PROMPT
Restate only the portion of the material that begins with the line containing "base shown in this photo." and continues through the end of the material, keeping every line in order and adding 12 to each number in the coordinates, with all other text left unchanged.

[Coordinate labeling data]
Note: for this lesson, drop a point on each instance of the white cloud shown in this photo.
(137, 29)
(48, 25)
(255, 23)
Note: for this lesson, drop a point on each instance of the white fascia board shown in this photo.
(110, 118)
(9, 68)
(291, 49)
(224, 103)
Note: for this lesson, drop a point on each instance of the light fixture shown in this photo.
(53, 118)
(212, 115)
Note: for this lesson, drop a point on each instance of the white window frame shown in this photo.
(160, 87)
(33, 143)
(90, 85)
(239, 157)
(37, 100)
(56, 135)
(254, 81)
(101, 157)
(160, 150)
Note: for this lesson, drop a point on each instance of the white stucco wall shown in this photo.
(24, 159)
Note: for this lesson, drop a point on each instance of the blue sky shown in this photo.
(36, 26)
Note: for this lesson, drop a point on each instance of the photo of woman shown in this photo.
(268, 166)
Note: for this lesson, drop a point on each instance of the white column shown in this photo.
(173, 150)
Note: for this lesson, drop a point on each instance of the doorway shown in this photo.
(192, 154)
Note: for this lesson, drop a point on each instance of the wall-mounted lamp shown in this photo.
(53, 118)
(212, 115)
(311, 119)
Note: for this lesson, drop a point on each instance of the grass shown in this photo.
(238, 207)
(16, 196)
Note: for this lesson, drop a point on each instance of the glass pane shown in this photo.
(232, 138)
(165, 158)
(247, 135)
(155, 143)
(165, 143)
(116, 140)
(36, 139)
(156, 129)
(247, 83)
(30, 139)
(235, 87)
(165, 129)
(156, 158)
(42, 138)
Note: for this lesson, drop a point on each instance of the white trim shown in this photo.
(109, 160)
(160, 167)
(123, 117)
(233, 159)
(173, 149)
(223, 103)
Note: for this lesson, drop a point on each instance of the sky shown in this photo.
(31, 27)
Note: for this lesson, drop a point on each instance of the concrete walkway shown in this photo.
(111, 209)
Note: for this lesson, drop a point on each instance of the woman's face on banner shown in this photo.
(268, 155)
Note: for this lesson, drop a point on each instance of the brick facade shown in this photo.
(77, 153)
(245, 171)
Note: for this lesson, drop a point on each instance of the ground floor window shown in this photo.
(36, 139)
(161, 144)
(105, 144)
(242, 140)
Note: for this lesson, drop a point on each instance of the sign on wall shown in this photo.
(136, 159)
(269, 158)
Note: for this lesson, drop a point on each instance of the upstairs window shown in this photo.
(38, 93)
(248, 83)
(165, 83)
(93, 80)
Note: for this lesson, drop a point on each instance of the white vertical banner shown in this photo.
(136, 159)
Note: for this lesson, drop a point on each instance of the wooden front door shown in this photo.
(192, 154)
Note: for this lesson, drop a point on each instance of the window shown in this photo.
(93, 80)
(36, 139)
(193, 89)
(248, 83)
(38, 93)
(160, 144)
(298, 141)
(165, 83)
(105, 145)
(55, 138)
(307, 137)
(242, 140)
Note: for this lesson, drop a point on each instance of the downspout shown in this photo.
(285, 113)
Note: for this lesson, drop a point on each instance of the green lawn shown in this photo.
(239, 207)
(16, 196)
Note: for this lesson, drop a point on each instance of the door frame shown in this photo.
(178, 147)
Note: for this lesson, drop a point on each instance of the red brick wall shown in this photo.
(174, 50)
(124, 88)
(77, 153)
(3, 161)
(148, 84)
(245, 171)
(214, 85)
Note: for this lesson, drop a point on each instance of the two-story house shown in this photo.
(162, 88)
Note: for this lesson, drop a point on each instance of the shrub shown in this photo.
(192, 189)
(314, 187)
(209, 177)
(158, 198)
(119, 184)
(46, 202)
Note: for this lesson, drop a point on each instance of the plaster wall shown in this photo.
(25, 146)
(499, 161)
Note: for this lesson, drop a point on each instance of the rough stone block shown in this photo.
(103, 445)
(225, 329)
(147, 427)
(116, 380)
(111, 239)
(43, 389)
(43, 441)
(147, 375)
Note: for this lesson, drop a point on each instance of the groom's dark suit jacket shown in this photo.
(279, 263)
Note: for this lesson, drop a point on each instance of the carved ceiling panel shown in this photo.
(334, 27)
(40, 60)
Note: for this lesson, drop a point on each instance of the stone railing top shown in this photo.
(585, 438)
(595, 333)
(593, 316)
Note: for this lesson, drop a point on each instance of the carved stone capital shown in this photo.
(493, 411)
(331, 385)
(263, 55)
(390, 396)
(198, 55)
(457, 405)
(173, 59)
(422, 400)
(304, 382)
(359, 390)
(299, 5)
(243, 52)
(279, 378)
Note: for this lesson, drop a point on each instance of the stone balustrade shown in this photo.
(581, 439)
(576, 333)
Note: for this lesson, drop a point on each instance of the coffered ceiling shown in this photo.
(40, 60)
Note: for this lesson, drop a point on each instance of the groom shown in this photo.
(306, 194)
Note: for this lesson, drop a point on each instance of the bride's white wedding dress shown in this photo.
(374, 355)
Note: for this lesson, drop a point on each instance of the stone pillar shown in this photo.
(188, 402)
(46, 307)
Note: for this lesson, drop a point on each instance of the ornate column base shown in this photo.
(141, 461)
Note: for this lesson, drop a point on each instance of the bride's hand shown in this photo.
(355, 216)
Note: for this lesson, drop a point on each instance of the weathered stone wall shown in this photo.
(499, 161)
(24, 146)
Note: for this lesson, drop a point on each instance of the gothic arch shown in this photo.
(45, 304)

WORKED ANSWER
Note: for this lesson, drop a point on each instance of the ornate column base shown in this photo.
(153, 473)
Note: for this lesson, drop a point on each instance of the bride's hand shown in this photo.
(367, 228)
Note: for this lesson, drop a point on each instance of the weathered stone wall shown in this photo.
(511, 173)
(36, 158)
Note: for this lesson, drop a point on each instance of the gothic arch shown in this photo.
(57, 316)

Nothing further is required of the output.